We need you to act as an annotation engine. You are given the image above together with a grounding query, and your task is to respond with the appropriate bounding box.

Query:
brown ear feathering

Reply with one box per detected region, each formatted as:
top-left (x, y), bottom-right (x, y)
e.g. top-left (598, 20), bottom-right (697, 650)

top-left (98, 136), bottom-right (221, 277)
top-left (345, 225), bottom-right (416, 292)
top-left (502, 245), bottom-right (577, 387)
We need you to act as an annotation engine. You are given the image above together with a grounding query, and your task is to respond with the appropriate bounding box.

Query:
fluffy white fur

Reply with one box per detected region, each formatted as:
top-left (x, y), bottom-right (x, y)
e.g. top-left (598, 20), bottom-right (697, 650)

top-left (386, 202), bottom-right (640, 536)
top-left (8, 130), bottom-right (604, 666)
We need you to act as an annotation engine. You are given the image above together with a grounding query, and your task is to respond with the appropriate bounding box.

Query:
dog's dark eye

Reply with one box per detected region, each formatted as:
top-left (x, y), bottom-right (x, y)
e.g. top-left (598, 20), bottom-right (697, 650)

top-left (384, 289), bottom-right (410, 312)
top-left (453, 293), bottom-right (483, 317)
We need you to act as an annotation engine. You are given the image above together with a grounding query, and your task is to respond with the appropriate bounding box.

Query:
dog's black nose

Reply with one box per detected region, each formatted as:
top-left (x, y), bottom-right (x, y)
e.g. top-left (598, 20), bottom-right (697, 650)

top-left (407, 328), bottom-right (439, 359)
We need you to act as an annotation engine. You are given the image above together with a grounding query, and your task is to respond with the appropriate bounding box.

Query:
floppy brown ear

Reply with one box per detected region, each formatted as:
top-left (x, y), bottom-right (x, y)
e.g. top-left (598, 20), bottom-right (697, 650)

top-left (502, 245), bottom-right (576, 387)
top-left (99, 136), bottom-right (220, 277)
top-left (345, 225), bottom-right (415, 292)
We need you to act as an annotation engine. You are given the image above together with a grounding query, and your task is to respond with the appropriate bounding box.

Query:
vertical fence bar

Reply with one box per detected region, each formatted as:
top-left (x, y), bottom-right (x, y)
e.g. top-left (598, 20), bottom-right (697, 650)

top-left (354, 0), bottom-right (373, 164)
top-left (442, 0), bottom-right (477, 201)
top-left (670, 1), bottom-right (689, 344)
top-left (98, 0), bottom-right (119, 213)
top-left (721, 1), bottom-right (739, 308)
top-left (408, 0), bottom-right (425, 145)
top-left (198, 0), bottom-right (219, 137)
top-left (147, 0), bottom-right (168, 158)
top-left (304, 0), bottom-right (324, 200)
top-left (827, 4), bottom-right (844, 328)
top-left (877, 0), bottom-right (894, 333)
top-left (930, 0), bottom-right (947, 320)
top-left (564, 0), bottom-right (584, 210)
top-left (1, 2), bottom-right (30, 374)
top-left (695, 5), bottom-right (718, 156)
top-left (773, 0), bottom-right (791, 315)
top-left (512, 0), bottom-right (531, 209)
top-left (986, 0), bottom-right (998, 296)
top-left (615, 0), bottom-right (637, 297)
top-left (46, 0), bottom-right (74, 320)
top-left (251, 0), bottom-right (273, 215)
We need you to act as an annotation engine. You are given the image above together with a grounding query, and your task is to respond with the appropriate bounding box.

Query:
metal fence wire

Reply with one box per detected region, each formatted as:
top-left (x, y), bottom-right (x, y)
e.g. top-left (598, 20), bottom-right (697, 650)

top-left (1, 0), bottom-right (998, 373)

What you should do: The word "fence" appears in some lines of the records. Please work out how many and reply with that number only.

Written solution: 2